Nonostante l’omogeneità di giudizi enfatici sulla pellicola, ci sentiamo però in questa sede di sottrarci al coro unanime e proporre invece degli spunti su tutti quegli elementi poco esplorati che fanno di Oppenheimer un film sì grandioso ma anche profondamente imperfetto, che a tratti manca totalmente il focus della storia e finisce per essere vuotamente verboso, lungo e addirittura noioso.
LA TRAMA DI OPPENHEIMER
Oppenheimer di Christopher Nolan racconta la storia vera di J. Robert Oppenheimer (Cillian Murphy), fisico di fama internazionale che viene convenzionalmente indicato come il ‘padre’ della bomba atomica. Dai suoi esordi accademici al lavoro per il governo Americano fino alle indagini sulle sue simpatie comuniste, ci muoviamo lungo un asse biografico che ha (o dovrebbe avere) come fulcro quello degli attacchi atomici compiuti dagli Stati Uniti ai danni del Giappone durante la II Guerra Mondiale. Sarebbe almeno lecito immaginare che siano quelle stragi belliche senza precedenti la conseguenza più importante dell’operato di uno scienziato che era più interessato a sondare i limiti del fattibile che quelli dell’etica. Ma Nolan sposta la sua attenzione altrove.
QUALE DOVREBBE ESSERE IL CUORE DI UN FILM SU OPPENHEIMER?
Per riflettere su Oppenheimer non possiamo fare a meno di chiederci quale dovrebbe essere il punto focale del biopic in questione. Cosa sia veramente interessante per noi di quella vita, cosa sia rimasto di così importante da giustificare una pellicola biografica.
Per quanti rivoli tematici e opportunità di espansione orizzontale possa offrire l’esistenza di J. Robert Oppenheimer, è piuttosto ineludibile che il perno di tutto sia il fatto che, da ambizioso scienziato con un ego ipertrofico, rese possibili i più grandi crimini di guerra (come singolo atto bellico) della storia dell’umanità, con oltre 220.000 vittime civili – senza considerare le centinaia di migliaia di persone morte dopo i primi quattro mesi per gli effetti delle radiazioni.
Eppure, per qualche misteriosa ragione, Nolan sceglie di dedicare relativamente poca attenzione all’impatto psicologico che tale evento possa aver avuto sull’esistenza del fisico e decide invece di interessarsi molto di più alle sue simpatie politiche, alle sue amicizie femminili e all’ingratitudine del governo a stelle e strisce. Uno sfasamento tematico che lascia piuttosto perplessi e che si riflette in una struttura tripartita profondamente squilibrata a causa di un terzo atto ripetitivo, letargico e piuttosto irrilevante. Il tutto, macchiandosi di un revisionismo che plasma disonestamente la realtà ai fini della storia.

Compiti:
• 1. Risponda alle seguenti domande basandosi sulla recensione su Oppenheimer:
(a) Quale attore interpreta J. Robert Oppenheimer nel film?
(b) Quante vittime civili vengono indicate per gli attacchi atomici, senza contare i morti successivi ai primi quattro mesi?
(c) Con quali tre aggettivi viene descritto il terzo atto del film?
• 2. Riprenda la recensione su Oppenheimer dopo la sua ultima frase e ne scriva il seguito.
Le righe riportate di seguito provengono da una fonte diversa dalla recensione su Oppenheimer.

Righe di dati:
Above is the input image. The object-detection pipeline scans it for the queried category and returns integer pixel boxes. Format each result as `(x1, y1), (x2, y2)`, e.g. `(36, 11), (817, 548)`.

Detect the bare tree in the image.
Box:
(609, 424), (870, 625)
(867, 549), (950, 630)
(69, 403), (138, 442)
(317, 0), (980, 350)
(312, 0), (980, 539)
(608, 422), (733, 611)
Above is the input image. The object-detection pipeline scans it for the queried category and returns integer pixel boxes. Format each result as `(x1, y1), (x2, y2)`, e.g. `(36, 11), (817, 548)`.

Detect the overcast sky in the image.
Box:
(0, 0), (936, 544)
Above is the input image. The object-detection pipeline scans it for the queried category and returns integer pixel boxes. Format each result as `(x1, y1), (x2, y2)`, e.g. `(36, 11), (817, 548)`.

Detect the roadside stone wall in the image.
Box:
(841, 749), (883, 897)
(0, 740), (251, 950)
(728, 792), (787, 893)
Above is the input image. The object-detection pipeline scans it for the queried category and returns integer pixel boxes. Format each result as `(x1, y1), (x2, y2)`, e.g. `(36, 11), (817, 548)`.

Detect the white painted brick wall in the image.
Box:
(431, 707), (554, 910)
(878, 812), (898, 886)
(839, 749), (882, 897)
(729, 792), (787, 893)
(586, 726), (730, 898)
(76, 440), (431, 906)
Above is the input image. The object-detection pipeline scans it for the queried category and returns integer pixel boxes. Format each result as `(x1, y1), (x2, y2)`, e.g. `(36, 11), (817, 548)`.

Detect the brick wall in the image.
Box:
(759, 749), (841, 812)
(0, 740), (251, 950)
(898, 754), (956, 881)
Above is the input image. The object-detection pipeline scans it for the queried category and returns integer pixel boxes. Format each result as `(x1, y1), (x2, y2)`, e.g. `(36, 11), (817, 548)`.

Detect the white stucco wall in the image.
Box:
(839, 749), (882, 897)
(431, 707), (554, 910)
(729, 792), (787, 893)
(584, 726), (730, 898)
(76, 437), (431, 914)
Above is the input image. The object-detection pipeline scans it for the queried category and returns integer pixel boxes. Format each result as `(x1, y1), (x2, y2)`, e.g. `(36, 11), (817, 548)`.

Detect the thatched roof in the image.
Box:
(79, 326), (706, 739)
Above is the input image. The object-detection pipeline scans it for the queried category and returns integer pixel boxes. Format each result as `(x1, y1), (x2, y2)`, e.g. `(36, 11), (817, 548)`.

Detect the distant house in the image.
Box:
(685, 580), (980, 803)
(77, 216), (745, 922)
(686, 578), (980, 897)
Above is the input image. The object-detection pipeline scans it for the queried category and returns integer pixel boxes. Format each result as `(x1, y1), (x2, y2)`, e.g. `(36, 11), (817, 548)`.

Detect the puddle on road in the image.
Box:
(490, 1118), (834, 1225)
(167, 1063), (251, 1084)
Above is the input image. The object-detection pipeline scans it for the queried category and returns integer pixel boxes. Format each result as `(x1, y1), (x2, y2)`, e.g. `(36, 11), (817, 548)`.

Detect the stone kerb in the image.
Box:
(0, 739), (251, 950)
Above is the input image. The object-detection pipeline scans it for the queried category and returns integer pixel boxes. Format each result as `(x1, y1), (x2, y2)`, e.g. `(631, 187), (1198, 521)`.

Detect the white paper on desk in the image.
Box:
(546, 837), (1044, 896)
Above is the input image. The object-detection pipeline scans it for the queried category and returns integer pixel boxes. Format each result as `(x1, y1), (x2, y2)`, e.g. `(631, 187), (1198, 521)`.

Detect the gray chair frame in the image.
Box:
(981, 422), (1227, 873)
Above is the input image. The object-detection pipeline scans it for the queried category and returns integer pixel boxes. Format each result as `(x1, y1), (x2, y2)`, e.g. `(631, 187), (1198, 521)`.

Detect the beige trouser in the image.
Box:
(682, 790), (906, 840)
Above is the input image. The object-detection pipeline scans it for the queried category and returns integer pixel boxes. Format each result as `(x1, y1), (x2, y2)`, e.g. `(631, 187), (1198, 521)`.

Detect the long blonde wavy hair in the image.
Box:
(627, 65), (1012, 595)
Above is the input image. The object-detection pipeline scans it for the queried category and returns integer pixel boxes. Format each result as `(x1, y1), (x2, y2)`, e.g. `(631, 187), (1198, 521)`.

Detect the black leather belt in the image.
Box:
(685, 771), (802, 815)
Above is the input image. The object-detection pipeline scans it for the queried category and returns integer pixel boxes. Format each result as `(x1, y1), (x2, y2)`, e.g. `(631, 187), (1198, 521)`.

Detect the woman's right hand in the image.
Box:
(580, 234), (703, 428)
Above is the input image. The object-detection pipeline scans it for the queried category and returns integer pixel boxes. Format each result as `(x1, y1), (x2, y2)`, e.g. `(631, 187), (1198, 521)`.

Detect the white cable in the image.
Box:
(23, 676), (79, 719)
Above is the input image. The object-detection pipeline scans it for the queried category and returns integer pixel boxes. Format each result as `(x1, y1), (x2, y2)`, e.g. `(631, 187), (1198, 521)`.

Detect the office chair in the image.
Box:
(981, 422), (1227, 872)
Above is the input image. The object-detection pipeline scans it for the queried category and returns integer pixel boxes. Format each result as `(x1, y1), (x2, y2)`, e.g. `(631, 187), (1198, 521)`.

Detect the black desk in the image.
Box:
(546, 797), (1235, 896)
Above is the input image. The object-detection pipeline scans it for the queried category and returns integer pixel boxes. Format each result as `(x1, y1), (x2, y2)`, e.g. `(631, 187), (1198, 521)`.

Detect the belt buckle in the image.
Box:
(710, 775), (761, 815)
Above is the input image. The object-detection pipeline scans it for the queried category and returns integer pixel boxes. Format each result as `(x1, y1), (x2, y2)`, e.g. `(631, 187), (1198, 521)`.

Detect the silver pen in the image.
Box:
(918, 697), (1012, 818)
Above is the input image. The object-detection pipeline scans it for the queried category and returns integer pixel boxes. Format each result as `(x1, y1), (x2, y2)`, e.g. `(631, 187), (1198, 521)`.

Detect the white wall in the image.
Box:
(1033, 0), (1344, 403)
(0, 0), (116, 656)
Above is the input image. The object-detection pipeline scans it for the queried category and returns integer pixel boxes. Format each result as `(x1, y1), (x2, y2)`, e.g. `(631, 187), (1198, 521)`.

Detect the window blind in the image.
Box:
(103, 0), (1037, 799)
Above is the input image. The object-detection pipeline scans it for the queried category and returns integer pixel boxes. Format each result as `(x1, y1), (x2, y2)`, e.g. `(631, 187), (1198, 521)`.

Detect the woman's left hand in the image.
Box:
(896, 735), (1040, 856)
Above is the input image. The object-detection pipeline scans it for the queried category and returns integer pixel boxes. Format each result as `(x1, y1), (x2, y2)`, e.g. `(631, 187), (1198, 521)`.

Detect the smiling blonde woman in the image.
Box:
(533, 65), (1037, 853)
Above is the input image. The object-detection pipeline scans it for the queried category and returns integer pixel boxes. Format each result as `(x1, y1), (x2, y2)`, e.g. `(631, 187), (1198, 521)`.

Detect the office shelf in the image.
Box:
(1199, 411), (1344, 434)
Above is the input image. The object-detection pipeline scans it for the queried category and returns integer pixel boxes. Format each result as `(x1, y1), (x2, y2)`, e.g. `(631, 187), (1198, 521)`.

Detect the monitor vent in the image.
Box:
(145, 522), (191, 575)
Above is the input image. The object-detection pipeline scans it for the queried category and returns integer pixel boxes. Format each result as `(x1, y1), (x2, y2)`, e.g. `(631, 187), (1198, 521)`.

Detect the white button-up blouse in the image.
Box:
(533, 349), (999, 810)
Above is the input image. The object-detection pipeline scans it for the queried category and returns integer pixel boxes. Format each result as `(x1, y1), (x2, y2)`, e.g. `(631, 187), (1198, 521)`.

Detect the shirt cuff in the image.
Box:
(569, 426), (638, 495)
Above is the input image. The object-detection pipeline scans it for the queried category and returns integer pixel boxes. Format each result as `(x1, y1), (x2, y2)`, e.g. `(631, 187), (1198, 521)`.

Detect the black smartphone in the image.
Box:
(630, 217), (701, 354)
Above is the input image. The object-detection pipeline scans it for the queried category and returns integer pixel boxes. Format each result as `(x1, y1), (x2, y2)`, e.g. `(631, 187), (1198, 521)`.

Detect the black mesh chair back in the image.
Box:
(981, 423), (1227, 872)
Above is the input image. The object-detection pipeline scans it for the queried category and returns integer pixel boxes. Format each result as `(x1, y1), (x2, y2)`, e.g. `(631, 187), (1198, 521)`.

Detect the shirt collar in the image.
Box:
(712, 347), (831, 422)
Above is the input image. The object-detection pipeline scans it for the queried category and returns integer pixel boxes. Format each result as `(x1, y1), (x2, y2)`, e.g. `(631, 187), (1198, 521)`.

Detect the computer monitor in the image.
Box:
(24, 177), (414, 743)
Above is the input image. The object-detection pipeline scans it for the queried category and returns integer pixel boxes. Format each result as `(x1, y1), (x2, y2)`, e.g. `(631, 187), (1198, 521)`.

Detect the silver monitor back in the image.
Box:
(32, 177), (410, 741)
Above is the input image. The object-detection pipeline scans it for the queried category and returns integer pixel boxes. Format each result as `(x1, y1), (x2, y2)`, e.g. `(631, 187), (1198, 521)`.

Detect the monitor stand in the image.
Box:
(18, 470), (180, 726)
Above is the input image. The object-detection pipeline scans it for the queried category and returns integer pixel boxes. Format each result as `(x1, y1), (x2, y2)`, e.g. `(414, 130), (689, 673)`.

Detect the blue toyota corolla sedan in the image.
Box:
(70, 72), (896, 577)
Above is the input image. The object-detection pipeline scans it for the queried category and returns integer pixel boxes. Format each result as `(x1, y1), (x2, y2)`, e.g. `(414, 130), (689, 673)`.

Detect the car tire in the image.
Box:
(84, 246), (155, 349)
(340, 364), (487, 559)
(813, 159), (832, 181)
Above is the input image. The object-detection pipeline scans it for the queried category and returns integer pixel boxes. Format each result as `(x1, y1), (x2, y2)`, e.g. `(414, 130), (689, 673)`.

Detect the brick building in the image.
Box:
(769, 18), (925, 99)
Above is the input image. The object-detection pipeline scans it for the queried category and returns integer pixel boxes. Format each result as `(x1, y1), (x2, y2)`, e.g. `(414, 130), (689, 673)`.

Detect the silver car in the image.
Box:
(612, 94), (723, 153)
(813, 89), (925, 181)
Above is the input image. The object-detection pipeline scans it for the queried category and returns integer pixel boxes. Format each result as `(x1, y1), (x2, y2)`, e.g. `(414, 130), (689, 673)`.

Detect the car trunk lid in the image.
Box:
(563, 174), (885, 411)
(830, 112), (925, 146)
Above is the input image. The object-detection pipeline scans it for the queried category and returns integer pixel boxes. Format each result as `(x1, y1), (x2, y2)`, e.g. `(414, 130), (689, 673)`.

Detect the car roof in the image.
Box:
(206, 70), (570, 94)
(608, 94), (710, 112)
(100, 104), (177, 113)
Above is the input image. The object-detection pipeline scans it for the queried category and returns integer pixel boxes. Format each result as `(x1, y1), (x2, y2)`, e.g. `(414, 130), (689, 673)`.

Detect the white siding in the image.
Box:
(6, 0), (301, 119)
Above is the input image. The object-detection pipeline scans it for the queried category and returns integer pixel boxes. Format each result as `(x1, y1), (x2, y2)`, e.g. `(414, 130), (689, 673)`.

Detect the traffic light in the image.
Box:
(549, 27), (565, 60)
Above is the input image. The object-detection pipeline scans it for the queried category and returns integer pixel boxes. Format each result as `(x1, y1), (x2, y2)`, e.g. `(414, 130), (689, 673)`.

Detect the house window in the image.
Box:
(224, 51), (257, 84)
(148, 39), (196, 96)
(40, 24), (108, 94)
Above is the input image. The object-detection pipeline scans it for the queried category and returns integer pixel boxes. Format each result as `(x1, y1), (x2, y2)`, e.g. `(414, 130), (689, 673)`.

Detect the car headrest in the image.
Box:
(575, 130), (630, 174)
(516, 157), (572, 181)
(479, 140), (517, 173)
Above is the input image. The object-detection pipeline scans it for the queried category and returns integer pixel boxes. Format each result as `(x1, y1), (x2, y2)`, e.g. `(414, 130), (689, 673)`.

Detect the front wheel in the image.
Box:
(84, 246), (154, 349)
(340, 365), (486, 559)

Risultati finali:
• 1.
(a) Cillian Murphy.
(b) Oltre 220.000.
(c) Ripetitivo, letargico e piuttosto irrilevante.

• 2.
LA RICERCA SULL’ATOMO IERI, L’INTELLIGENZA ARTIFICIALE OGGI
Se è vero che ogni crimine ha un colpevole, la semplificazione che vede in Oppenheimer un genio solitario travisa profondamente una delle fasi più magmatiche della cultura del ‘900. Accanto al ricercatore interpretato da Cillian Murphy furono molti gli uomini di scienza ad avere un ruolo di primo piano nella ricerca sull’atomo (gli stessi che nel film intravediamo appena come figure secondarie) e quel fermento collettivo, quel cambio totale di paradigma, ebbe da subito un impatto fortissimo anche sul mondo della cultura – dalla pittura alla letteratura. Oppenheimer non era un genio visionario e incompreso che intravedeva un mondo che sfuggiva a ogni altro. Era una delle figure chiave di qualcosa che stava scuotendo il mondo nello stesso modo in cui lo sta facendo oggi l’intelligenza artificiale.
Oppenheimer è tre film in uno. Si parte dal dramma enfatico e ruffiano da Oscar.
Eppure, è proprio da questa suggestione che parte il primo lungo segmento del film, o meglio il primo ‘film nel film’. E infatti Oppenheimer è sostanzialmente il risultato di tre mediometraggi diversi per genere e approccio, proposti uno dopo l’altro e tenuti insieme alla bell’e meglio, il primo dei quali è incentrato sulla giovinezza del protagonista. Un lungo esercizio di stile dai toni melodrammatici ed eccessivamente romanzati, che non ha nulla della classica zampata creativa di Nolan e anzi ricorda titoli ruffiani come La Teoria del Tutto e The Imitation Game. Il classico polpettone buono per tutti i palati, con eccessi di enfasi e che sembra confezionato spuntando tutte le caselle giuste per candidarsi agli Oscar.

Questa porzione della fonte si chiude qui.